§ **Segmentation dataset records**
--- BEGIN ---

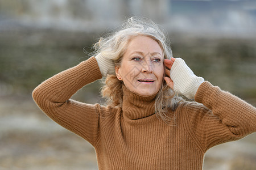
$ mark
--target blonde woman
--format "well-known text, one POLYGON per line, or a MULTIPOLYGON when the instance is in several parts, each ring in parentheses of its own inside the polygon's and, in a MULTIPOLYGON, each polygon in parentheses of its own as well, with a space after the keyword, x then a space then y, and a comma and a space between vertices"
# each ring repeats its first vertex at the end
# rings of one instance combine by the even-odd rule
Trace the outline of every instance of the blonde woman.
POLYGON ((92 144, 99 169, 201 169, 209 148, 255 131, 256 109, 195 75, 167 42, 151 21, 130 18, 96 43, 95 57, 37 87, 34 99, 92 144), (71 99, 104 77, 106 106, 71 99))

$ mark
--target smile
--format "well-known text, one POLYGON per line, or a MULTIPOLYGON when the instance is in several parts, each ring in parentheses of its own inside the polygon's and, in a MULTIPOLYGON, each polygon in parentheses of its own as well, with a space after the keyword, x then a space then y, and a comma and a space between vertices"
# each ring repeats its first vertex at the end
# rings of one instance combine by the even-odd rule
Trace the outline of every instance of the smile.
POLYGON ((151 79, 139 79, 138 80, 139 82, 145 82, 145 83, 153 83, 154 82, 154 80, 151 79))

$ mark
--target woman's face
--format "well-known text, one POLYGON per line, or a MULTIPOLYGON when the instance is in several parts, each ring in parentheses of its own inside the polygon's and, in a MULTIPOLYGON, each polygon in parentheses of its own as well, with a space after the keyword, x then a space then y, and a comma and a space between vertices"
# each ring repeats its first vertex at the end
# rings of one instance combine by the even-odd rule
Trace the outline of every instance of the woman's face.
POLYGON ((131 92, 143 97, 159 91, 164 74, 163 55, 158 43, 139 36, 128 44, 121 65, 115 67, 117 78, 131 92))

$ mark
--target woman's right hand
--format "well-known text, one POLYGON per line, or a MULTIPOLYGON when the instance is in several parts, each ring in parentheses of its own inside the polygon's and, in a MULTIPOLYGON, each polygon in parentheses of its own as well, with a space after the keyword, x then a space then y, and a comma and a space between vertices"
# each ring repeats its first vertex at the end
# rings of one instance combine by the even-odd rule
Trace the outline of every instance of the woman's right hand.
POLYGON ((107 58, 101 53, 98 53, 95 58, 98 62, 102 76, 106 76, 108 74, 115 74, 115 64, 113 60, 107 58))

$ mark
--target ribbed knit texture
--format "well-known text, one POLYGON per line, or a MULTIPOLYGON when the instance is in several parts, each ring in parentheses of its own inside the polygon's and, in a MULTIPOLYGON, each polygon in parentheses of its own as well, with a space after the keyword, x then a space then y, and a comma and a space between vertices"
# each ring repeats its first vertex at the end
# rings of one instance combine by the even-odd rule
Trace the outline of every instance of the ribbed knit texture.
POLYGON ((155 96, 133 94, 125 86, 123 108, 69 99, 80 88, 101 78, 92 57, 42 83, 33 91, 38 106, 51 118, 89 141, 99 169, 201 169, 206 151, 256 131, 254 107, 204 82, 199 103, 183 102, 176 125, 159 121, 155 96))

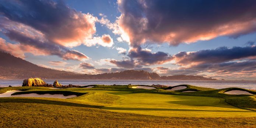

--- END ---

§ **REQUIREMENTS**
Reproduce all of the data above verbatim, leaving out the pictures.

§ **WORKED SOLUTION**
$ mark
--target blonde woman
--format "well-known text, one POLYGON per line, or a MULTIPOLYGON when the instance is in several parts, each ring in parentheses of its own inside the polygon's and, in a MULTIPOLYGON, each polygon in parentheses of its own as well, with a space after the keyword, x then a space then y, and a comma and a space between vertices"
# each ring repeats its first vertex at the end
# rings of one instance combine by the even-odd rule
Trace the outline of every instance of the blonde woman.
POLYGON ((92 144, 99 169, 201 169, 209 148, 255 131, 256 109, 195 75, 167 42, 151 21, 130 18, 96 43, 95 57, 37 87, 34 99, 92 144), (71 99, 104 77, 106 106, 71 99))

$ mark
--target smile
--format "well-known text, one POLYGON per line, or a MULTIPOLYGON when the instance is in several parts, each ring in parentheses of its own inside the polygon's and, in a MULTIPOLYGON, each polygon in parentheses of its own as well, with a space after the keyword, x then a space then y, and a comma and a space between vertices"
# each ring repeats its first vertex at the end
# rings of one instance combine by the even-odd rule
Trace the outline of every instance of the smile.
POLYGON ((151 79, 139 79, 138 80, 139 82, 145 82, 145 83, 153 83, 154 82, 154 80, 151 79))

$ mark
--target woman's face
--format "well-known text, one POLYGON per line, or a MULTIPOLYGON when the instance is in several parts, each ring in parentheses of its own inside the polygon's and, in a MULTIPOLYGON, each polygon in parentheses of its own as well, with a space after the keyword, x then a space then y, and a comma and a space between vertices"
# each ring repeats its first vertex at the end
# rings of one instance combine by the even-odd rule
Trace the outline of every instance of the woman's face.
POLYGON ((131 92, 143 97, 159 91, 164 74, 163 55, 158 43, 139 36, 128 44, 121 65, 115 67, 117 78, 131 92))

$ mark
--target woman's right hand
--format "well-known text, one POLYGON per line, or a MULTIPOLYGON when the instance is in several parts, each ring in parentheses of its own inside the polygon's and, in a MULTIPOLYGON, each polygon in parentheses of its own as well, with a space after the keyword, x then a space then y, and a comma and a space between vertices"
# each ring repeats its first vertex at the end
# rings of one instance combine by the even-odd rule
Trace the outline of every instance of the woman's right hand.
POLYGON ((107 58, 101 53, 98 53, 95 58, 98 62, 102 76, 106 76, 108 74, 115 74, 115 64, 113 60, 107 58))

$ mark
--target ribbed knit texture
--format "well-known text, one POLYGON per line, or a MULTIPOLYGON when the instance is in several parts, each ring in parentheses of its own inside the polygon's and, in a MULTIPOLYGON, each polygon in parentheses of its own as well, with a space after the keyword, x then a space then y, and a comma and a space between vertices"
# each ring repeats its first vertex at the end
# rings of one instance combine by the even-odd rule
Trace the outline of every instance of the ribbed knit texture.
POLYGON ((155 96, 133 94, 125 86, 123 108, 69 99, 80 88, 101 78, 92 57, 42 83, 33 91, 38 106, 51 118, 89 141, 99 169, 201 169, 206 151, 256 131, 254 107, 204 82, 199 103, 183 102, 176 125, 159 121, 155 96))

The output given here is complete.